Dataset records >>
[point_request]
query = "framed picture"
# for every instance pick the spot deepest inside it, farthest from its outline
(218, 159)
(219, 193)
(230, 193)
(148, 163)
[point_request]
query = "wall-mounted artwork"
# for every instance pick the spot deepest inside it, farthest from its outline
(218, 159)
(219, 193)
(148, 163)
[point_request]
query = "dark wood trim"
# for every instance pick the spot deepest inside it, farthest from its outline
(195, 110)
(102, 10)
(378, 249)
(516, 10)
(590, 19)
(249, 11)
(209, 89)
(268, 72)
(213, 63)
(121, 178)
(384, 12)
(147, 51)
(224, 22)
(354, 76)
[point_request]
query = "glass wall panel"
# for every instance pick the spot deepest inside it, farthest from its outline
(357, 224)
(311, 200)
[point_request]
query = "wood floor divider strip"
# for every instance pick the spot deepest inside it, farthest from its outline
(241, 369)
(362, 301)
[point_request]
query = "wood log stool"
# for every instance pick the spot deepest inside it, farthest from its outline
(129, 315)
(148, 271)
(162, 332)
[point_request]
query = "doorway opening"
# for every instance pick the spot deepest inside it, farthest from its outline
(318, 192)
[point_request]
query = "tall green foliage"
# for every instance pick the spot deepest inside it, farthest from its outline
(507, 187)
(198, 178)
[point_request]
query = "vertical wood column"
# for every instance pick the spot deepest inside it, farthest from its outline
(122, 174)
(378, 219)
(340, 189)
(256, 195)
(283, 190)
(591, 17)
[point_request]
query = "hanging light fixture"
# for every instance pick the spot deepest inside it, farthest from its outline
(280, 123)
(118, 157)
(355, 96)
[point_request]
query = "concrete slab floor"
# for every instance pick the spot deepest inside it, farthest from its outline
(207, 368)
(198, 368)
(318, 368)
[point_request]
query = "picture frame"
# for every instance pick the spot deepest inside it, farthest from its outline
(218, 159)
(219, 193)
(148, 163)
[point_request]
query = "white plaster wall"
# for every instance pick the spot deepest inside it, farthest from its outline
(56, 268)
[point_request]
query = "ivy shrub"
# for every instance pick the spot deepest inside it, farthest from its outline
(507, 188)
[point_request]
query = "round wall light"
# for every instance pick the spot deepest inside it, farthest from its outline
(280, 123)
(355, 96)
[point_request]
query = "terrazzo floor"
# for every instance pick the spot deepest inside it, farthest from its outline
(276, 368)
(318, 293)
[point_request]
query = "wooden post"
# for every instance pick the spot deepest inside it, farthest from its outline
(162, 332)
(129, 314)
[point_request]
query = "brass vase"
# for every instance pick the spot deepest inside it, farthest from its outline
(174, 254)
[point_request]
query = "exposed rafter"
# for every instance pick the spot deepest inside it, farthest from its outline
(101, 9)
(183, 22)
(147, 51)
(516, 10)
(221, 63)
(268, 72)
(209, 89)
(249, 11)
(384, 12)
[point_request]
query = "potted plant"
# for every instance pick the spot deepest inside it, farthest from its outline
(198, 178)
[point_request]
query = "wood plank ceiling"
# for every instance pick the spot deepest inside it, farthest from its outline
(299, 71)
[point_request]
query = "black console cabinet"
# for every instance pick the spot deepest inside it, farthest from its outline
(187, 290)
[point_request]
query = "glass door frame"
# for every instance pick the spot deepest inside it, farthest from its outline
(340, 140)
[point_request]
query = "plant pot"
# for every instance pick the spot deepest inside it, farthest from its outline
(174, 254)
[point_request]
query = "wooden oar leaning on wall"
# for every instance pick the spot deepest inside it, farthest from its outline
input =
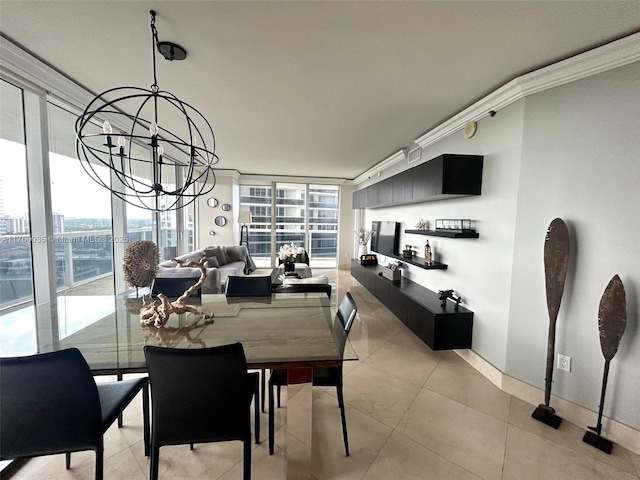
(556, 261)
(612, 322)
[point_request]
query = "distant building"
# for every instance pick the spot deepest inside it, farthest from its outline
(58, 223)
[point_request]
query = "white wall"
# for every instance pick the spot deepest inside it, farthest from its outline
(224, 193)
(580, 162)
(570, 152)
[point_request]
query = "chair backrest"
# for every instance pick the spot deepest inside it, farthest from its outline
(347, 312)
(305, 288)
(248, 286)
(198, 395)
(49, 404)
(173, 287)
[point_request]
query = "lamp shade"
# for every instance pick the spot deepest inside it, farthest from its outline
(244, 217)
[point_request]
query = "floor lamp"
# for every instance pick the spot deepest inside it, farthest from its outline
(244, 218)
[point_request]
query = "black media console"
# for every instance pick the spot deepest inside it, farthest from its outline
(441, 328)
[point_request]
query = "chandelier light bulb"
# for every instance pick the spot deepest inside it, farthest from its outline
(131, 108)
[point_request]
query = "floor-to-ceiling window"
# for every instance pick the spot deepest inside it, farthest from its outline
(291, 218)
(257, 200)
(323, 222)
(82, 224)
(305, 214)
(16, 274)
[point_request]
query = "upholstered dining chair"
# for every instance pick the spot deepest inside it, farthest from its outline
(50, 404)
(322, 376)
(201, 396)
(174, 287)
(248, 286)
(305, 288)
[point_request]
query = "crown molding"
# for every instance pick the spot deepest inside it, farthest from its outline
(601, 59)
(40, 76)
(399, 156)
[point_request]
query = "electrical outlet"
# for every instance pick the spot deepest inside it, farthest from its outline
(564, 362)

What is expected >>
Give the entries again without a single change, but with no pictures.

Written solution >>
[point_request]
query = "framed picture"
# for every instance pick the spot deepest inside it, farthest from its outline
(218, 159)
(219, 193)
(230, 193)
(148, 163)
[point_request]
query = "wall-mounted artwork"
# for every instance pick the spot deepest inside it, farthest from its outline
(218, 159)
(219, 193)
(148, 163)
[point_request]
query = "dark wood trim"
# for every instance pick the spot deepest inside it, farthest from its outline
(195, 110)
(102, 10)
(378, 249)
(516, 10)
(590, 19)
(249, 11)
(209, 89)
(268, 72)
(213, 63)
(121, 178)
(384, 12)
(147, 51)
(224, 22)
(354, 76)
[point_request]
query = "glass wall panel"
# for every instance pick the spot deepest inside it, farthest from its outline
(357, 224)
(311, 200)
[point_request]
query = "wood floor divider strip"
# for every instance pick the spot deepest inside it, farthest from its outline
(241, 369)
(362, 301)
[point_request]
query = "wood log stool"
# for every instance pick the spot deepest inside it, farthest from its outline
(129, 315)
(148, 271)
(162, 332)
[point_request]
query = "doorway opening"
# for every instance pick the spot deepest inside it, farthest from its outline
(318, 192)
[point_request]
query = "tall green foliage"
# for every instance pick the spot deepest inside it, farthest from its outline
(507, 187)
(198, 178)
[point_request]
query = "vertical wood column"
# for every instance pick the spot deepest inside it, farthest from its outline
(122, 174)
(378, 219)
(340, 189)
(256, 195)
(283, 190)
(591, 17)
[point_request]
query = "hanging light fixture"
# for every instance pick the spot deepest inside it, farthest from its outline
(280, 123)
(118, 157)
(355, 96)
[point_request]
query = "concrete slab floor"
# for every instance pick the spot deepest inside it, farthest from its outline
(207, 368)
(198, 368)
(318, 368)
[point_request]
query = "picture frame"
# for every instance pick the spot deepest inside it, farthest from its outline
(218, 159)
(219, 193)
(148, 163)
[point_request]
query = "white plaster wall"
# for every instance pick the spot deepest inside it, farthest from its outline
(56, 268)
[point_request]
query = "ivy shrub"
# for every instance pick the spot deepest inside it, farthest from its outline
(507, 188)
[point_request]
query = "round wall light"
# for every instance pick the spot deepest inside it, farthest from its outline
(280, 123)
(355, 96)
[point_request]
query = "terrazzo floor"
# for every instance pick the spot deepest inside it, farthest from its outline
(276, 368)
(318, 293)
[point_request]
query = "wooden post"
# for every instance pick the spot deepest inside it, farthest from its outline
(162, 332)
(129, 314)
[point_request]
query = "brass vase"
# for every instance pick the spot deepest inside it, farthest from its outline
(174, 254)
[point_request]
query = "exposed rafter"
# for every instance pick the spot deepest inside it, farthest from its outline
(101, 9)
(183, 22)
(147, 51)
(516, 10)
(221, 63)
(268, 72)
(209, 89)
(249, 11)
(384, 12)
[point_request]
query = "potted plant"
# for every instance pick the spot deepest inside it, farthest from its outline
(198, 178)
[point_request]
query = "wood plank ceiling"
# for every instance pick the spot deepest inside it, farthest from its outline
(299, 71)
[point_request]
query = "black console cabinet"
# for every instance pick the spot deepest inside it, farthest from its outline
(187, 290)
[point_request]
query = "glass door frame"
# for every instance pick the spot deepest inside it, farthest from its outline
(340, 140)
[point_request]
query = "plant pot"
# for every instance pick the spot deepest inside it, farthest from its outline
(174, 254)
[point_request]
query = "wooden oar leaning on wall"
# for every instance pick the spot deepest inside it, farthest from its outline
input =
(556, 261)
(612, 322)
[point_request]
query = "distant building"
# for every instance pick the spot deepest inside it, farthest from its outline
(58, 223)
[point_request]
query = "white wall"
# for every instance pick the spot deepest inside it, farthest from its outline
(224, 193)
(580, 162)
(570, 152)
[point_request]
query = "chair backrest"
# for every instance pick the spot deepest inside it, farthest from its outline
(347, 312)
(305, 288)
(248, 286)
(198, 395)
(49, 404)
(173, 287)
[point_request]
query = "lamp shade"
# for every instance pick the spot deepest inside it, farthest from its outline
(244, 217)
[point_request]
query = "floor lamp"
# for every instance pick the spot deepest inside it, farthest from its outline
(244, 218)
[point_request]
query = "black media console"
# for every instance pick the spot deepest inside it, farthest from its outline
(441, 328)
[point_request]
query = "chandelier light bulb"
# for every instance pick the spot deepest inside it, farthest from its outline
(131, 108)
[point_request]
query = "floor-to-ceiling window"
# for every instance pick the spot deepest inside it, farthest from its outline
(291, 218)
(257, 200)
(323, 222)
(82, 224)
(305, 214)
(16, 274)
[point_request]
query = "upholstered dining chair"
# for every instance pick the spot deepest inside it, farthest from its outline
(50, 404)
(322, 376)
(201, 396)
(174, 287)
(248, 286)
(305, 288)
[point_request]
query = "crown molding"
# for every instance pick the spot deepest inside it, farthest from its outline
(601, 59)
(40, 76)
(399, 156)
[point_request]
query = "electrical outlet"
# for every instance pick the spot deepest inside it, farthest from its outline
(564, 362)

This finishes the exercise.